● **Actions to take**:
A: In the film review, which actor plays the detective Al Pereira this time?
B: Repeat the film review word for word, from "AL PEREIRA VS." to "Spanish label Cameo.".
C: Carry on writing the film review after its final sentence.
— START OF Extract to read —
AL PEREIRA VS. THE ALLIGATOR LADIES, one of the late Jess Franco’s last finished films gets an English-friendly DVD release courtesy of Spanish label Cameo.
Two somewhat familiar-looking naked ladies (SNAKEWOMAN’s Carmen Montes and PAULA-PAULA’s Paula Davis) are dancing in a hotel ballroom. Are they yet another variation on Franco’s “Red Lips” spy duo (from TWO UNDERCOVER ANGELS, KISS ME MONSTER, TWO SPIES IN FLOWERED PANTIES, and RED SILK)? Are they succubus Lorna and her daughter (SUCCUBUS, LORNA THE EXORCIST, INCUBUS)? A pair of “vampyros lesbos” (from, well… VAMPYROS LESBOS and VAMPIRE BLUES)? Prey for Morpho or Dr. Orlof’s other henchmen (AWFUL DR. ORLOF, SINSITER DR. ORLOF, DR. ORLOF’S MONSTER)? It turns out they are two of the daughter of Fu Manchu (from Franco’s THE CASTLE OF FU MANCHU and BLOOD OF FU MANCHU, and later lampooned in DR. WONG’S VIRTUAL HELL) and “Wo Man Chu” (Nestora Robles) – think about it – and they, along with their sister (Irene Verdú) are after hard-boiled detective Al Pereira (this time played by Franco regular Antonio Mayans). Fortunately, Pereira is after them too, and his only defenses are his machismo and his gun; which are pretty much the same thing when your enemy is using sex as a weapon (“I can see your alligators!”).
— END OF Extract to read —
— START OF Given data —
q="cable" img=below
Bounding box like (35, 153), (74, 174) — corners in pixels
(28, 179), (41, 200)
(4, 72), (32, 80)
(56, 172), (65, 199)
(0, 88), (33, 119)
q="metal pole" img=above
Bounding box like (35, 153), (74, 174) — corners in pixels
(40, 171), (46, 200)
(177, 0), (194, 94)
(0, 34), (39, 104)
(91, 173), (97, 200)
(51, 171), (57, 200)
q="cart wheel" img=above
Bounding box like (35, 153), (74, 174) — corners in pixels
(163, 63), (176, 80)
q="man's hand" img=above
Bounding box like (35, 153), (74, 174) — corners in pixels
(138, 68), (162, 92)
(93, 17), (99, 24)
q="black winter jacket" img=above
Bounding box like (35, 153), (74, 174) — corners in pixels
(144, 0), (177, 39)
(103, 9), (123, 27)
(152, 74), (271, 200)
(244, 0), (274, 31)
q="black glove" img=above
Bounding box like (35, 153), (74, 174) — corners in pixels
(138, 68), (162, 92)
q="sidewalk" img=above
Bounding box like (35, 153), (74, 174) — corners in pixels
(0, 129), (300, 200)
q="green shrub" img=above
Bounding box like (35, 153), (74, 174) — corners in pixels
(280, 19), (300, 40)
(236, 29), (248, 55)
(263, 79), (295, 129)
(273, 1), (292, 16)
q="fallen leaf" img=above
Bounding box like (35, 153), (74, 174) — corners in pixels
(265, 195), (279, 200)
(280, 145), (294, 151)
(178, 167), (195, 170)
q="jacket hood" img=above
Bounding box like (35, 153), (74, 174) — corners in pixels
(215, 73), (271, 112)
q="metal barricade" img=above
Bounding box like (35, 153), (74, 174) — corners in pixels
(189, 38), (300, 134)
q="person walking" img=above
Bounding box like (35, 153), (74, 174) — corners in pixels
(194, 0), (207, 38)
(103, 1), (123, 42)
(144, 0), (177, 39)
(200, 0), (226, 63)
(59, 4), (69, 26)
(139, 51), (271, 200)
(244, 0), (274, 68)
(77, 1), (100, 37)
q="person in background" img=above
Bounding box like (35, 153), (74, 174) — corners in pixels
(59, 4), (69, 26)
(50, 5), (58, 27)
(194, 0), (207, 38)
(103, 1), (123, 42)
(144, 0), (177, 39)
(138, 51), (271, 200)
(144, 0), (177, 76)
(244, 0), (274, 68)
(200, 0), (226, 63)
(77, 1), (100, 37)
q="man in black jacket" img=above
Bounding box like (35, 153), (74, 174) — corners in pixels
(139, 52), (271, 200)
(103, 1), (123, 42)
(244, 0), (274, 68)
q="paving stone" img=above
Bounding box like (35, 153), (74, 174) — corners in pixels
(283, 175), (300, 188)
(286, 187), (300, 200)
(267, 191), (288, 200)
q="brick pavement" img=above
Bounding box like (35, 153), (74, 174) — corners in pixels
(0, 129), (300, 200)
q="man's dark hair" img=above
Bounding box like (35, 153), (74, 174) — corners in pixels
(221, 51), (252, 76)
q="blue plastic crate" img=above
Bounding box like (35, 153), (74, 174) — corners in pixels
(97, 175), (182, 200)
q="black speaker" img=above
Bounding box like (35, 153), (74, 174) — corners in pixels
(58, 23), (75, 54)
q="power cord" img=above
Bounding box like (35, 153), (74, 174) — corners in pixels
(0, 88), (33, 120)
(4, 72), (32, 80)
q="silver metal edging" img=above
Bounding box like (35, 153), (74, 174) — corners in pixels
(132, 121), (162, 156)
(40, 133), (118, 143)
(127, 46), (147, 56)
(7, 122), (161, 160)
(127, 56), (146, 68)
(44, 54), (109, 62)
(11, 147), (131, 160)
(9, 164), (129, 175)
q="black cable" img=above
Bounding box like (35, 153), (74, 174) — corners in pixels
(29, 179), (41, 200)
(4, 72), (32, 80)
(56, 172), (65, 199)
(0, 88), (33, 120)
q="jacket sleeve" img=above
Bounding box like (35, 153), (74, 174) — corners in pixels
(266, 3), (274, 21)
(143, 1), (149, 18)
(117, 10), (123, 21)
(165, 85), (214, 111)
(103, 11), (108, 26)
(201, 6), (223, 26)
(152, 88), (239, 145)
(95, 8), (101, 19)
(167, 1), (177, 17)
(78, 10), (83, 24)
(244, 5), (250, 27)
— END OF Given data —
● **Answers**:
A: Antonio Mayans, a Franco regular.

B:
AL PEREIRA VS. THE ALLIGATOR LADIES, one of the late Jess Franco’s last finished films gets an English-friendly DVD release courtesy of Spanish label Cameo.

C:
Technically not the late Jess Franco’s final film, but the last one he fully edited, AL PEREIRA VS. THE ALLIGATOR LADIES seems like a mess of a film, feeling more loosely structured than anything he’s done before (well, anything of his more widely available considering the handful of HD video productions that have not yet been seen outside Spain as yet). Mayans had played Franco’s recurring detective Al Pereira previously in five 1980s productions including LA NOCHE DE LOS SEXOS ABIERTOS, TWO SPIES IN FLOWERED PANTIES (aka PICK-UP GIRLS), and the jungle pic THE DIAMONDS OF KILIMANJARO, but the character had previously been essayed by Franco regulars Olivier Mathot (MIDNIGHT PARTY) and Howard Vernon (VIBRATING GIRLS), as well as earlier by “Lemmy Caution” himself Eddie Constantine (ATTACK OF THE ROBOTS) and AWFUL DR. ORLOF’s detective hero Conrado San Martin (AGENT 077), as well as Franco himself in DOWNTOWN (1975) while Lina Romay had played an “Alma Pereira” in PAULA-PAULA (2010).
Although the “Al Pereira” films were usually sexy spoofs of film noir and spy films, the current feature – with its serial-like title – is an episodic, even non-linear, string of encounters that may or may not be a pursuit (it’s difficult to tell if Pereira is tailing the Alligator Ladies or vice versa). Whenever he does catch up with them, he merely disapproves of their licentiousness while they ridicule his masculinity for his reluctance to be seduced by them. Is this conservative turn in Al’s behavior a remnant of Mayan’s previous role as a monk in SNAKEWOMAN which shares some of the same locations (as well as actress Montes); or is he just smart enough not to be taken in by them while egging them on for the audience’s gratification (and possibly his own) with his insults? It’s probably not healthy to overthink anything in this film, or even to expect Franco to explain it despite the fact that he places himself in the thick of it here as director.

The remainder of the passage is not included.